## Instructions to follow
Pull out every line of the records that contains the string "positive", matching case exactly.

Stored items:
#####

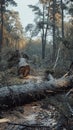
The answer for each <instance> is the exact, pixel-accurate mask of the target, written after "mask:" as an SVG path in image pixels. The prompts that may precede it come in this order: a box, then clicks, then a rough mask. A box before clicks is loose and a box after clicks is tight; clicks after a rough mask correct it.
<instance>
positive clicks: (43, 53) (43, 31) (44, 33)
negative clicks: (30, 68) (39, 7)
mask: <svg viewBox="0 0 73 130" xmlns="http://www.w3.org/2000/svg"><path fill="white" fill-rule="evenodd" d="M44 8H45V5H44V4H43V29H42V32H43V33H42V59H44V58H45V30H44V18H45V17H44Z"/></svg>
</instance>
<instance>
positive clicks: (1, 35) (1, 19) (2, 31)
mask: <svg viewBox="0 0 73 130" xmlns="http://www.w3.org/2000/svg"><path fill="white" fill-rule="evenodd" d="M0 35H1V38H0V52H1V48H2V45H3V2H2V1H1V32H0Z"/></svg>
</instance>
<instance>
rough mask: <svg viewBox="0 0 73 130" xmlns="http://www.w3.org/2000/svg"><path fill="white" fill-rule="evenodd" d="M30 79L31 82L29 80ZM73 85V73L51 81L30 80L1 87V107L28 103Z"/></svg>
mask: <svg viewBox="0 0 73 130" xmlns="http://www.w3.org/2000/svg"><path fill="white" fill-rule="evenodd" d="M29 81H30V82H29ZM72 87H73V75H71V76H66V77H62V78H60V79H51V80H50V81H43V80H41V81H39V79H38V80H37V81H36V82H34V81H32V80H28V79H27V82H26V83H25V84H22V85H13V86H6V87H2V88H0V108H1V109H6V108H10V107H12V106H17V105H21V104H23V103H24V104H26V103H29V102H31V101H36V100H39V99H42V98H44V97H45V96H46V95H48V94H51V93H57V92H61V91H64V90H67V89H68V88H69V89H70V88H72Z"/></svg>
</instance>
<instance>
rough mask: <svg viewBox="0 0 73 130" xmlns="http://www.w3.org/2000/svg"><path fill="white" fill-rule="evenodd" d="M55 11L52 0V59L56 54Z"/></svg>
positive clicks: (54, 0)
mask: <svg viewBox="0 0 73 130" xmlns="http://www.w3.org/2000/svg"><path fill="white" fill-rule="evenodd" d="M55 13H56V0H53V55H52V59H53V61H54V60H55V55H56V37H55Z"/></svg>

#####

## Exercise response
positive clicks: (43, 53) (43, 31) (44, 33)
positive clicks: (1, 35) (1, 19) (2, 31)
positive clicks: (54, 0)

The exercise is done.